### [EXTRACT]

Like it or not, AI is here to stay. From scheduling assistants to algorithms that suggest personalized ad content, AI has been effortlessly integrated into our daily lives. Businesses across industry verticals have also recognized the benefits of AI and have rapidly adopted AI-driven solutions into their technology stacks. As the efficiencies afforded to us by AI are undeniable, so too are the impacts of AI on cybersecurity.

AI poses as much risk to cybersecurity as it does benefit. Both cyber attackers and cyber defenders are utilizing AI tools to bolster the speed, efficiency, and accuracy of their operations. A recent joint report from Microsoft and OpenAI identifies five nation-state-affiliated threat actors that are utilizing artificial intelligence to enhance their reconnaissance, technical skills, and tool kits, as well as their social engineering capabilities. In order to combat the emerging threats posed by AI, defenders must outpace attackers in the race to embrace AI.

In this blog, we will discuss how cyber attackers and cyber defenders benefit from the use of AI in cybersecurity, and how organizations must implement AI-driven cybersecurity solutions to keep up with the rapidly expanding threat landscape.

### [RECORDED DATA]
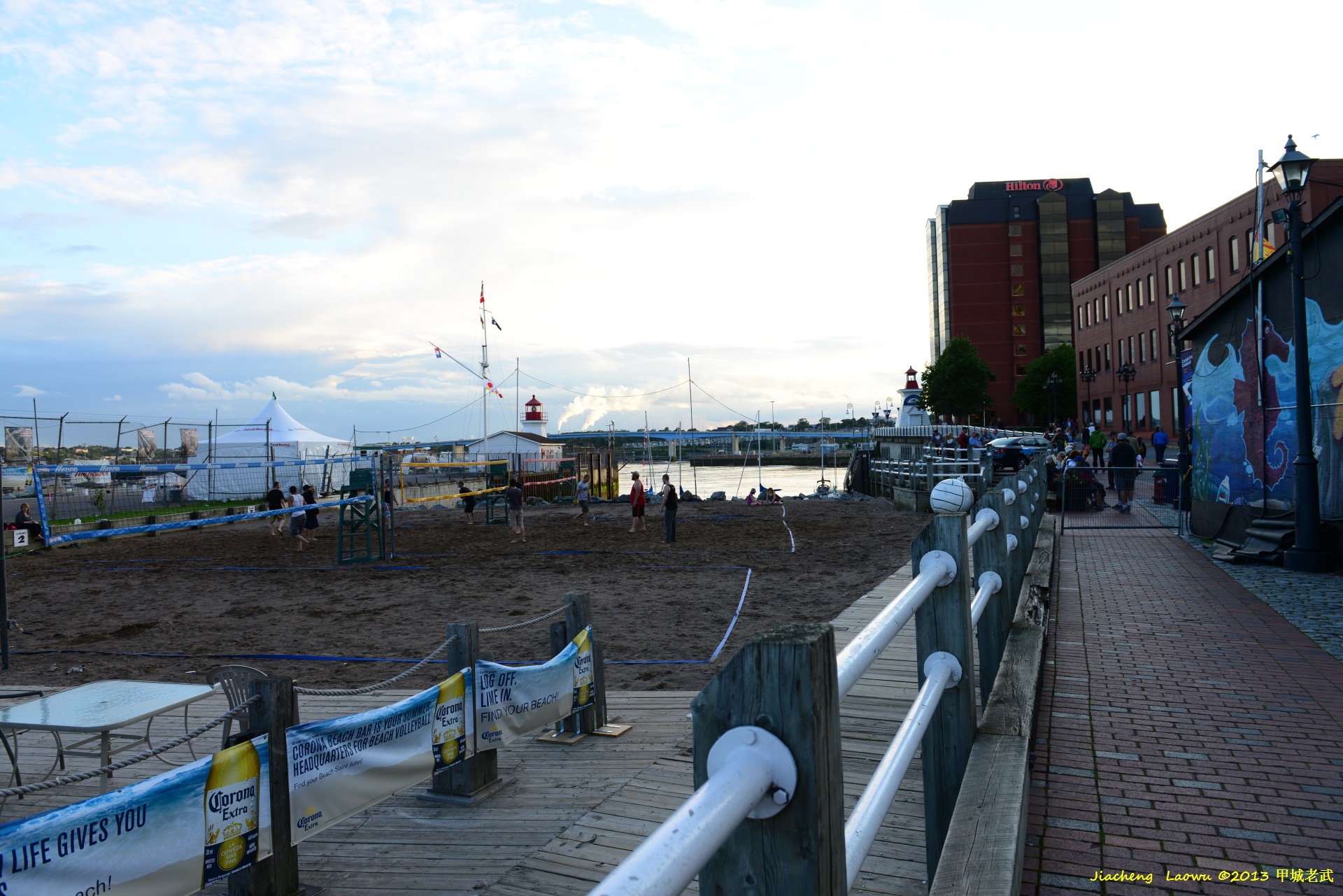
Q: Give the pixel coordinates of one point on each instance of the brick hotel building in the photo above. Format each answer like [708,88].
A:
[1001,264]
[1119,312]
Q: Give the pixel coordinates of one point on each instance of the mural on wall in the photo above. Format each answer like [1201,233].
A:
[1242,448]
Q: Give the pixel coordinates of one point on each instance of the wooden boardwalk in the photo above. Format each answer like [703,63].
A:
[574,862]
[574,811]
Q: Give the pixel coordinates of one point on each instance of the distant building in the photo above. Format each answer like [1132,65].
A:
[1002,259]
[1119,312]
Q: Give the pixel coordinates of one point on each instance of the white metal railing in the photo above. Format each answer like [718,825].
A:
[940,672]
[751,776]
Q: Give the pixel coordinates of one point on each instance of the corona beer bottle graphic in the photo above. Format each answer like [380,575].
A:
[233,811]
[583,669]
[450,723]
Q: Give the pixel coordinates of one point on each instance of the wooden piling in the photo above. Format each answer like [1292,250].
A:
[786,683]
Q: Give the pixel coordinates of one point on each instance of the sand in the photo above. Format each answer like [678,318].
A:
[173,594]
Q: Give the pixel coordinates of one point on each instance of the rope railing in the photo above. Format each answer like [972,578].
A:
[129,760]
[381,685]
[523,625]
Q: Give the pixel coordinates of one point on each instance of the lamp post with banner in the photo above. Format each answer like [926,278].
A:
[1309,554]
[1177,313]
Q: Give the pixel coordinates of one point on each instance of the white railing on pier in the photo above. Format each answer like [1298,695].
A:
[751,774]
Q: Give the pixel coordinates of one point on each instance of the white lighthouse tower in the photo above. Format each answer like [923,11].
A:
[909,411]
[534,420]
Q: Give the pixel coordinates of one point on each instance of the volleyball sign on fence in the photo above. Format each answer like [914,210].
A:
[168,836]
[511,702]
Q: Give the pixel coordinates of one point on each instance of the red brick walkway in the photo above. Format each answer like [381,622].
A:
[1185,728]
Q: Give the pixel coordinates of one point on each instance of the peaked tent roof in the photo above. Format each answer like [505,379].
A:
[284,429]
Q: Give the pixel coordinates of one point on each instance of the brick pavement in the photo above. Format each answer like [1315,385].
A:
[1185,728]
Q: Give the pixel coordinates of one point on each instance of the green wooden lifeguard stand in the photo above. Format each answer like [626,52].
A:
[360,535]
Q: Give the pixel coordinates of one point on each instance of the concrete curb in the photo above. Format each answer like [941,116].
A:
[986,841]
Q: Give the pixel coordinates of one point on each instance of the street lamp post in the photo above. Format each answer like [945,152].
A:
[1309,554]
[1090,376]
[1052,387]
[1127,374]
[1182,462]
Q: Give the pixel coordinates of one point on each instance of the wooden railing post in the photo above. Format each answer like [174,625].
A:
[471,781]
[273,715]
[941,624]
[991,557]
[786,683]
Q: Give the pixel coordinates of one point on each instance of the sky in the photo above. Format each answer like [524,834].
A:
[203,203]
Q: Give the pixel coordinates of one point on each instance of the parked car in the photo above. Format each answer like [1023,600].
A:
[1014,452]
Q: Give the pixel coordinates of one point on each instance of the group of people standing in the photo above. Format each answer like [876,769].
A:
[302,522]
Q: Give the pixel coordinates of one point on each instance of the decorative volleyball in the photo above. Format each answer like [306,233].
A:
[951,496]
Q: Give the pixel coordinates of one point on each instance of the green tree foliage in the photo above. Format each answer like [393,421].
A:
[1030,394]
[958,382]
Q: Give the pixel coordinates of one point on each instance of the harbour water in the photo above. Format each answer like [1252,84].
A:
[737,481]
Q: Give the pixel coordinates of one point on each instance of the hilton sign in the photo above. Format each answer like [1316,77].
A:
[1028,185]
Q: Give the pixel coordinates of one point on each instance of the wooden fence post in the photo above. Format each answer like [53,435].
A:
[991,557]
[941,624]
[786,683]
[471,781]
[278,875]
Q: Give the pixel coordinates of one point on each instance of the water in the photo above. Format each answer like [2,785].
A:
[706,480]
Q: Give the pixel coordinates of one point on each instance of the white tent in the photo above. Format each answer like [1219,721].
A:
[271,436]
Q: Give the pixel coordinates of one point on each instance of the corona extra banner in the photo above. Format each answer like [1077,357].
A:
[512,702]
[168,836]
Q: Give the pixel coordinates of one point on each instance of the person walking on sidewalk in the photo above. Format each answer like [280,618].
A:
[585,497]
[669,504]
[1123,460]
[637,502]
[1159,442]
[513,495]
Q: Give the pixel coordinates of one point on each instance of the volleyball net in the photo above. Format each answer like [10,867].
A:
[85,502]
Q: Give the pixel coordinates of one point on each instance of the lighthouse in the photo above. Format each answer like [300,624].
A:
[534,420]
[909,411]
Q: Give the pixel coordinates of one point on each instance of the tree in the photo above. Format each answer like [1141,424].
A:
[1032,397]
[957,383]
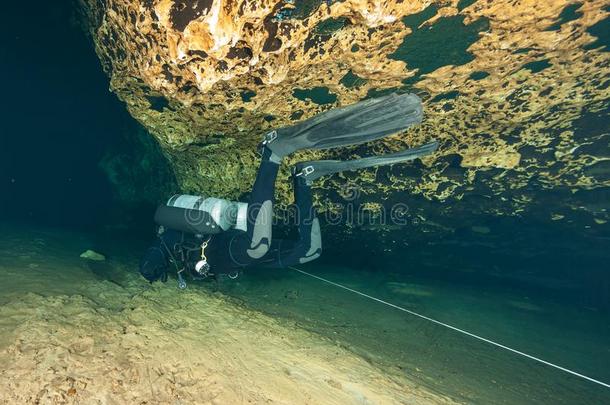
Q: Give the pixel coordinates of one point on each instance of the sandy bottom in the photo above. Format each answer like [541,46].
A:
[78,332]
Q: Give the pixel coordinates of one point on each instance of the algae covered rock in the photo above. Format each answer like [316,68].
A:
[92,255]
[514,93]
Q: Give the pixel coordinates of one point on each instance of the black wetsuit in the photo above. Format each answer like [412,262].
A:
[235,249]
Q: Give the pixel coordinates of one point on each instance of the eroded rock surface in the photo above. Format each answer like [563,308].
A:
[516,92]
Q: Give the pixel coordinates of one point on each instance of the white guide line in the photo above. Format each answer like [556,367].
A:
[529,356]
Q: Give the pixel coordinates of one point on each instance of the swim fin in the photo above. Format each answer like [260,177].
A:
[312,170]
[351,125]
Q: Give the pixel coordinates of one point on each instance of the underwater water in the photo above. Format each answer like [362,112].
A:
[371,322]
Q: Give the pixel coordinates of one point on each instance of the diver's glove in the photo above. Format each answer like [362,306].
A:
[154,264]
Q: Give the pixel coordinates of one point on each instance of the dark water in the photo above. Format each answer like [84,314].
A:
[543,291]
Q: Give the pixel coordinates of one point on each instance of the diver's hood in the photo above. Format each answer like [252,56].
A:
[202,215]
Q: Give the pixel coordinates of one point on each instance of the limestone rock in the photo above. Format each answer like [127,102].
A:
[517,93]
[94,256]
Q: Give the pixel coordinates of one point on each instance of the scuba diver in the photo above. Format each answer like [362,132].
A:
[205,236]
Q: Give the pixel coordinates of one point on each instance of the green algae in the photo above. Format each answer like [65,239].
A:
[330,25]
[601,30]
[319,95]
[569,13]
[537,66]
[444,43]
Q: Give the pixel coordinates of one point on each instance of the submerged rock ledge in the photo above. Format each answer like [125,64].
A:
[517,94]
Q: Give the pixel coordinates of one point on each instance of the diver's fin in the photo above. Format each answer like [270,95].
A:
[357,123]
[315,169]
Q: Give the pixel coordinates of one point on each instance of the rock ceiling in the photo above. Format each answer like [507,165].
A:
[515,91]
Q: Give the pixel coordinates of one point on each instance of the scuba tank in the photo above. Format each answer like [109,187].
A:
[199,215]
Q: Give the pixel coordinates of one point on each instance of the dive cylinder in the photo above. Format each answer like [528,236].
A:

### [WORK INSTRUCTIONS]
Reproduce the AI and cybersecurity text, starting at "Like it or not, AI" and ending at "AI on cybersecurity.", and substitute "calendar tools" for "scheduling assistants".

### [SOLUTION TO THIS PROBLEM]
Like it or not, AI is here to stay. From calendar tools to algorithms that suggest personalized ad content, AI has been effortlessly integrated into our daily lives. Businesses across industry verticals have also recognized the benefits of AI and have rapidly adopted AI-driven solutions into their technology stacks. As the efficiencies afforded to us by AI are undeniable, so too are the impacts of AI on cybersecurity.